• [Text passage]:
--- Begin ---
TV Review: SLEEPY HOLLOW - "Spellcaster"

Article originally written for Seat42F.

So SLEEPY HOLLOW is definitely doing what FOX promised it would during a recent press engagement and dialing back on its serial nature. This week’s episode, “Spellcaster,” is another in a string of recent installments whose main running time is concentrated on a singular case. Solomon Kent (Jonathan Schaech, Ray Donovan), who is responsible for the Salem witch trials, has escaped from Purgatory. Can Abbie (Nicole Beharie) and Ichabod (Tom Mison) stop his selfish mission before destruction is wrought upon the world at large? Of course they can.

If you’re a regular reader of mine, you’ll know I’m extremely disappointed that the show has become so procedural. In fact, I recently posted a Jerome-ing column on Blogcritics.org about this trend on the Big Four broadcast networks. Look, I enjoy Abbie and Ichabod working a case as much as the next guy because of their terrific chemistry, but it’s better when that dynamic is used while serving a greater purpose. So for now, I’ll just say yet again that it’s lazy writing and far less compelling storytelling when SLEEPY HOLLOW sticks to a case-of-the-week format.
--- End ---
• [Stated goal 1]: Duplicate the part of the Sleepy Hollow review starting at "So SLEEPY HOLLOW" and ending at "course they can.".
• [Stated goal 2]:
Answer these questions using the Sleepy Hollow review:
(a) Which network promised to dial back the show's serial nature?
(b) Which character does the review hold responsible for the Salem witch trials?
(c) On which site did the reviewer post a Jerome-ing column?
The listing that follows this point comes from a separate source and is unrelated to the Sleepy Hollow review.

• [Data supplied]:
--- Begin ---
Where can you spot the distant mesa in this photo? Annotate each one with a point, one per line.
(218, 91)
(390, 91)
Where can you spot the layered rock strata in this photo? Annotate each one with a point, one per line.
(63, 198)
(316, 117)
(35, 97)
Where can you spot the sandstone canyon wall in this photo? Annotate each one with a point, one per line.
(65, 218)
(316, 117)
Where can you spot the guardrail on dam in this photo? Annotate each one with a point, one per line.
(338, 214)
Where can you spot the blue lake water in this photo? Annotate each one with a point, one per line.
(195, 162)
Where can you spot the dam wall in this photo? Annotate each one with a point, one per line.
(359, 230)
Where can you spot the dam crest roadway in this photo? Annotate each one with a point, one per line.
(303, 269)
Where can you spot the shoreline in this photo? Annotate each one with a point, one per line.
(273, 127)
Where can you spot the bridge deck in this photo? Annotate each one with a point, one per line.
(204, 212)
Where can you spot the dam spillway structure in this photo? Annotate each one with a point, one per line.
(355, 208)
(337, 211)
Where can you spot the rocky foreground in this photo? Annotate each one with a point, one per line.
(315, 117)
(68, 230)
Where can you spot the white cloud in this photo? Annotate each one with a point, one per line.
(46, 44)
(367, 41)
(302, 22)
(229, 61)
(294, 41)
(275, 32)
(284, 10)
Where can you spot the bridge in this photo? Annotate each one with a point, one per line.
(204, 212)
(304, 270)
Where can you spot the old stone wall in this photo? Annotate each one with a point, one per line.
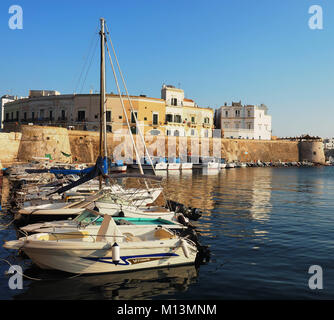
(9, 146)
(83, 146)
(39, 141)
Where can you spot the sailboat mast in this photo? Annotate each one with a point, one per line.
(103, 125)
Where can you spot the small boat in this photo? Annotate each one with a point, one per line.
(211, 165)
(186, 166)
(90, 220)
(222, 164)
(118, 166)
(174, 164)
(109, 250)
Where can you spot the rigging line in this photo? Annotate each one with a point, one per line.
(86, 59)
(131, 106)
(90, 63)
(125, 114)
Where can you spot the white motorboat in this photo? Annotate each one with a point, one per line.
(118, 168)
(174, 166)
(110, 250)
(90, 220)
(186, 166)
(211, 165)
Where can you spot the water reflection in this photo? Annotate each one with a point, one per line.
(143, 284)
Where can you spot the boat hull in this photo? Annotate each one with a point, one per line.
(99, 260)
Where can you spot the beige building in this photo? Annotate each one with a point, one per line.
(173, 114)
(184, 117)
(82, 112)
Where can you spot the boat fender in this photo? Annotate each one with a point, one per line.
(185, 248)
(181, 219)
(115, 253)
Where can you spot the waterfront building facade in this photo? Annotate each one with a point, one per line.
(184, 117)
(82, 112)
(239, 121)
(328, 143)
(3, 100)
(173, 114)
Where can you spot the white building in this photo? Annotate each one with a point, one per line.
(183, 116)
(244, 122)
(328, 143)
(3, 100)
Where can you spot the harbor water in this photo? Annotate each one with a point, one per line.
(265, 228)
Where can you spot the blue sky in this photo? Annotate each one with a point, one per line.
(218, 51)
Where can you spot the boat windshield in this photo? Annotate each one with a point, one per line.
(87, 217)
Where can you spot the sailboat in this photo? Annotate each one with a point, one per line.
(108, 248)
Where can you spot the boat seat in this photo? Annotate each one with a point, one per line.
(130, 237)
(156, 209)
(163, 234)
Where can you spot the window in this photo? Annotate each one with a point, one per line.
(81, 115)
(169, 118)
(108, 116)
(177, 118)
(133, 115)
(155, 132)
(155, 119)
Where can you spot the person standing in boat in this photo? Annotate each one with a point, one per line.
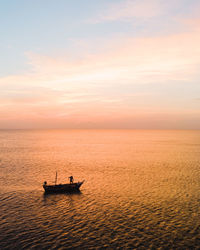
(71, 178)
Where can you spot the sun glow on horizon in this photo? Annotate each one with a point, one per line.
(136, 75)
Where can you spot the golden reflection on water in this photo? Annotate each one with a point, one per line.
(141, 188)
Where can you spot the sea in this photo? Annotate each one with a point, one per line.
(141, 189)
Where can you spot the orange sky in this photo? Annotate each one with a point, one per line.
(137, 78)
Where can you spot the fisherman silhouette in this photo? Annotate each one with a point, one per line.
(71, 178)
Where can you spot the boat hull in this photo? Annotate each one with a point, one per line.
(63, 188)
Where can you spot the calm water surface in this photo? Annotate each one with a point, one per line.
(141, 190)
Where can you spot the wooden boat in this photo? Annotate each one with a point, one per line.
(62, 188)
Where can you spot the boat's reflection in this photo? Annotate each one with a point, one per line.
(49, 198)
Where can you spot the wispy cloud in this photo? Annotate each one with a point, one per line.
(126, 10)
(87, 89)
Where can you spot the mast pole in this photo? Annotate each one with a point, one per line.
(56, 178)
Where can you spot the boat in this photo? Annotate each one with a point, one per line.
(63, 188)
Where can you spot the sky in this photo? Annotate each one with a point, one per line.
(123, 64)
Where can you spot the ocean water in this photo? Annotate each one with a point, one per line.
(141, 189)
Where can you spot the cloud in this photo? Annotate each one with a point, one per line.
(100, 88)
(126, 10)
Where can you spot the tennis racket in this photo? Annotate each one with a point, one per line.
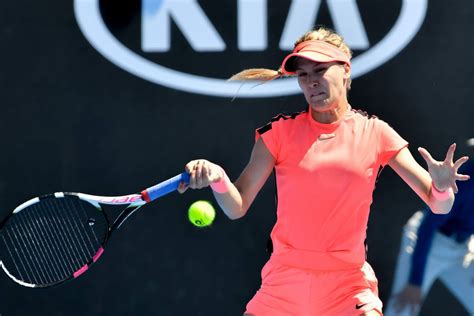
--- End ---
• [Exercise solution 1]:
So SLEEPY HOLLOW is definitely doing what FOX promised it would during a recent press engagement and dialing back on its serial nature. This week’s episode, “Spellcaster,” is another in a string of recent installments whose main running time is concentrated on a singular case. Solomon Kent (Jonathan Schaech, Ray Donovan), who is responsible for the Salem witch trials, has escaped from Purgatory. Can Abbie (Nicole Beharie) and Ichabod (Tom Mison) stop his selfish mission before destruction is wrought upon the world at large? Of course they can.

• [Exercise solution 2]:
(a) FOX
(b) Solomon Kent
(c) Blogcritics.org